▸ EXERCISE BRIEF:
Work out how many lines in the records include the word "windshield", then answer with nothing but that number.

▸ DATA PROVIDED:
'''
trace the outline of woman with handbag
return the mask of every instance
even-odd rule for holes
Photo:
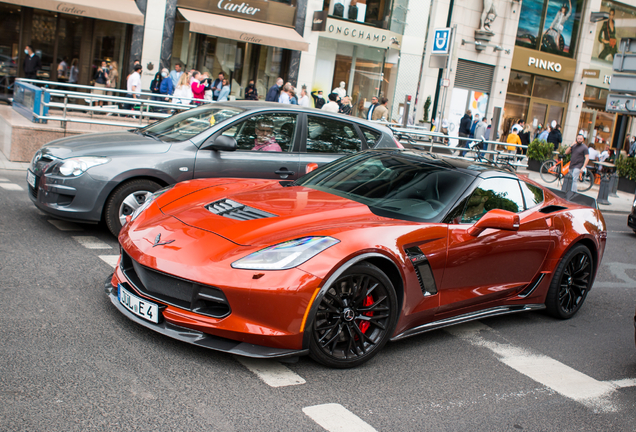
[[[609,11],[609,19],[601,26],[601,31],[598,34],[598,41],[603,44],[603,51],[598,55],[598,58],[605,60],[608,55],[614,56],[618,53],[618,47],[616,46],[616,22],[614,16],[616,10],[614,8]]]

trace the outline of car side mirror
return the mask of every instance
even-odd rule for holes
[[[468,228],[468,234],[477,237],[487,228],[517,231],[519,229],[519,215],[508,210],[490,210],[475,222],[475,225]]]
[[[212,141],[211,144],[205,146],[205,148],[210,150],[235,151],[236,140],[227,135],[219,135],[214,139],[214,141]]]
[[[318,169],[318,164],[316,162],[310,162],[307,165],[305,165],[305,174],[309,174],[310,172],[316,169]]]

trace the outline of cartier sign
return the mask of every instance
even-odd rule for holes
[[[576,60],[517,46],[512,57],[512,69],[573,81]]]
[[[178,7],[294,27],[296,8],[263,0],[177,0]]]
[[[402,35],[377,27],[357,24],[353,21],[327,18],[325,37],[376,48],[399,50]]]

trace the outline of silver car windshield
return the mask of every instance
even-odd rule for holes
[[[194,108],[153,123],[140,132],[161,141],[185,141],[242,112],[239,108],[214,105]]]

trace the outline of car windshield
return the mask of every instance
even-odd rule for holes
[[[193,108],[138,129],[137,132],[161,141],[185,141],[241,112],[243,110],[239,108],[215,105]]]
[[[368,205],[379,216],[435,222],[473,180],[424,157],[363,152],[325,165],[295,184]]]

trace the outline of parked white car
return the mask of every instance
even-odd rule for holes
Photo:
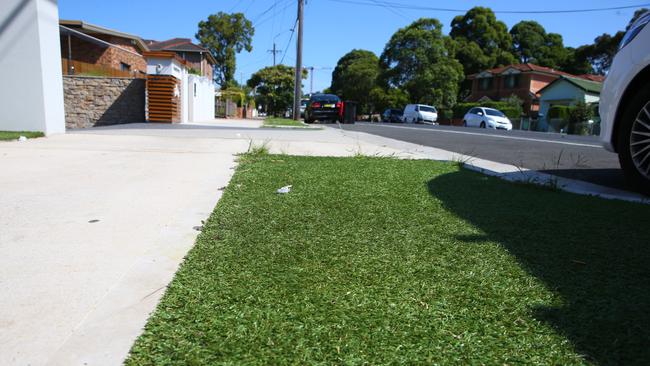
[[[404,123],[436,123],[438,121],[438,111],[435,107],[425,104],[408,104],[404,108]]]
[[[470,109],[463,117],[463,126],[493,128],[495,130],[512,130],[512,122],[503,112],[484,107]]]
[[[650,194],[650,12],[627,31],[600,95],[600,138],[636,189]]]

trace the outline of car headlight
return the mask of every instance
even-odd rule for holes
[[[630,44],[630,42],[632,42],[632,40],[634,40],[634,38],[638,36],[639,33],[641,33],[643,28],[645,28],[648,23],[650,23],[650,11],[646,11],[642,16],[640,16],[639,19],[637,19],[637,21],[632,24],[630,30],[625,33],[625,36],[623,36],[621,44],[618,47],[619,51],[622,50],[623,47]]]

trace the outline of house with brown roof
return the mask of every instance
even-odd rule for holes
[[[64,75],[140,76],[147,71],[142,38],[81,20],[59,20]]]
[[[191,72],[200,74],[212,80],[213,67],[217,63],[210,51],[192,43],[189,38],[173,38],[162,42],[147,41],[151,51],[175,52],[187,62]]]
[[[515,95],[523,101],[524,114],[536,117],[539,112],[538,92],[562,76],[576,77],[530,63],[485,70],[467,77],[472,80],[472,91],[465,101],[500,101]]]

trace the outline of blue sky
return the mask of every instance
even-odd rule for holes
[[[345,1],[345,0],[344,0]],[[382,0],[352,0],[378,3]],[[405,5],[453,7],[469,9],[489,6],[494,10],[566,10],[642,4],[643,0],[546,0],[546,1],[436,1],[386,0]],[[276,6],[273,7],[273,4]],[[59,0],[62,19],[80,19],[113,28],[142,38],[165,40],[174,37],[194,38],[197,24],[209,14],[219,11],[243,12],[254,22],[253,51],[237,56],[237,79],[244,82],[256,70],[270,66],[273,59],[267,50],[273,41],[282,51],[288,45],[296,18],[296,0]],[[271,8],[266,14],[265,10]],[[536,20],[547,31],[560,33],[569,46],[590,43],[602,33],[615,33],[625,28],[633,9],[580,14],[497,14],[509,27],[521,20]],[[386,9],[367,5],[342,3],[337,0],[307,0],[305,7],[304,65],[333,68],[338,59],[354,48],[379,55],[390,36],[399,28],[421,17],[439,19],[449,32],[449,25],[458,13],[406,9]],[[284,63],[295,64],[295,38],[289,44]],[[314,73],[314,90],[329,86],[331,70]],[[305,92],[309,92],[309,80]]]

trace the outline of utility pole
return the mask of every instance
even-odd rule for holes
[[[275,48],[275,42],[273,42],[273,49],[272,49],[272,50],[268,50],[267,52],[273,54],[273,66],[275,66],[275,55],[277,55],[278,53],[282,53],[282,51],[276,49],[276,48]]]
[[[300,119],[300,98],[302,97],[302,31],[305,0],[298,0],[298,40],[296,41],[296,80],[293,87],[293,119]]]
[[[309,94],[314,94],[314,67],[309,67]]]

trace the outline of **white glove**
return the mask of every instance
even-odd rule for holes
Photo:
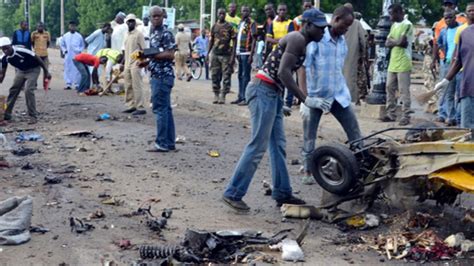
[[[291,115],[291,108],[288,106],[283,106],[283,115],[290,116]]]
[[[309,112],[310,109],[308,106],[306,106],[305,104],[300,104],[300,115],[303,120],[309,119]]]
[[[435,91],[444,90],[448,87],[448,85],[449,85],[449,80],[443,79],[436,84]]]
[[[331,110],[332,103],[324,98],[319,97],[306,97],[304,104],[309,108],[321,109],[323,112],[327,113]]]

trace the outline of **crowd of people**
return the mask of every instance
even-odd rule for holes
[[[437,121],[449,126],[474,128],[473,76],[463,75],[474,69],[474,3],[466,13],[457,14],[455,0],[444,0],[444,16],[434,27],[430,68],[440,70]],[[150,76],[151,106],[156,116],[155,149],[175,150],[175,126],[171,108],[171,91],[175,78],[192,79],[187,60],[196,53],[211,79],[214,104],[225,104],[231,90],[231,77],[238,63],[238,93],[232,104],[248,105],[252,133],[224,192],[223,201],[238,211],[248,211],[242,200],[265,151],[269,151],[273,180],[272,196],[278,205],[304,204],[292,194],[286,168],[283,117],[300,104],[303,119],[304,184],[314,183],[309,157],[315,149],[321,116],[331,113],[344,129],[348,140],[362,136],[353,105],[368,94],[368,50],[370,37],[353,10],[345,4],[334,10],[328,23],[326,14],[304,0],[302,14],[289,18],[286,4],[265,5],[266,20],[257,23],[248,6],[229,4],[217,10],[217,21],[209,32],[203,29],[194,40],[178,25],[174,36],[164,23],[166,12],[154,6],[149,16],[138,19],[134,14],[119,12],[110,23],[84,38],[77,24],[61,37],[64,57],[65,89],[75,88],[79,95],[91,94],[98,88],[99,76],[105,84],[115,80],[115,66],[125,80],[125,113],[146,114],[144,82]],[[411,123],[412,46],[415,28],[400,4],[389,8],[392,26],[385,43],[390,48],[387,75],[387,103],[383,122],[397,120]],[[12,119],[15,101],[24,88],[28,114],[35,123],[37,111],[34,90],[42,69],[44,80],[51,78],[48,51],[51,37],[42,23],[32,34],[26,22],[15,31],[12,40],[0,38],[2,59],[0,82],[10,64],[16,68],[14,83],[8,96],[5,119]],[[34,50],[31,51],[31,49]],[[429,55],[427,55],[429,56]],[[254,59],[256,62],[254,64]],[[104,66],[104,67],[101,67]],[[176,68],[176,69],[175,69]],[[254,77],[252,70],[256,69]],[[101,73],[102,72],[102,73]],[[210,76],[209,76],[210,73]],[[105,86],[107,87],[107,86]],[[107,88],[105,88],[107,89]]]

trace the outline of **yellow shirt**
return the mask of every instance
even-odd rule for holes
[[[34,31],[31,34],[31,42],[34,43],[33,50],[37,56],[48,56],[48,42],[51,42],[49,32],[43,31],[43,33],[39,33],[38,31]]]
[[[235,16],[235,17],[231,17],[229,16],[229,14],[226,14],[225,15],[225,21],[229,22],[230,25],[232,25],[232,28],[234,28],[234,30],[237,32],[237,30],[239,29],[239,24],[240,24],[240,18]]]
[[[279,40],[294,30],[295,24],[293,23],[293,20],[288,19],[285,21],[279,21],[278,19],[275,19],[272,24],[270,24],[267,37]],[[275,47],[276,44],[273,45],[273,48]]]
[[[454,44],[459,44],[459,39],[461,39],[461,33],[465,30],[469,25],[467,23],[462,24],[456,30],[456,34],[454,35]]]

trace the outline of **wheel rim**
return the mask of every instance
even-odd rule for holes
[[[321,178],[331,186],[344,183],[344,167],[332,156],[324,156],[318,162],[318,171]]]

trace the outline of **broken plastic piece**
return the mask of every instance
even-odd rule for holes
[[[316,220],[321,220],[323,218],[320,210],[312,205],[283,204],[280,210],[283,216],[287,218],[311,218]]]
[[[281,258],[285,261],[303,261],[304,253],[295,240],[284,239],[280,243]]]
[[[209,156],[211,156],[211,157],[213,157],[213,158],[217,158],[217,157],[221,156],[220,153],[219,153],[218,151],[216,151],[216,150],[209,150],[209,151],[207,151],[207,155],[209,155]]]

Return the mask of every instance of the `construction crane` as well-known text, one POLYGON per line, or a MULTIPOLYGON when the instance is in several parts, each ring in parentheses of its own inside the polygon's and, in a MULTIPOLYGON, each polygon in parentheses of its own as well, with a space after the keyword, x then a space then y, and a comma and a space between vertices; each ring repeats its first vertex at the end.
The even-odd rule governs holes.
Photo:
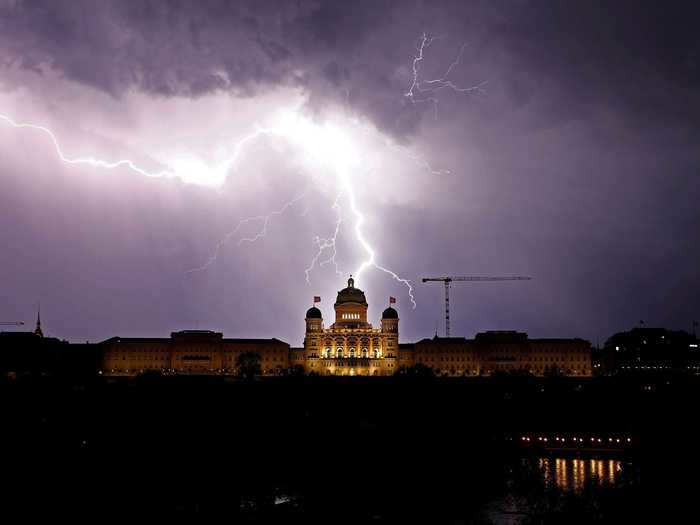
'''
▸ EXPECTED ANSWER:
2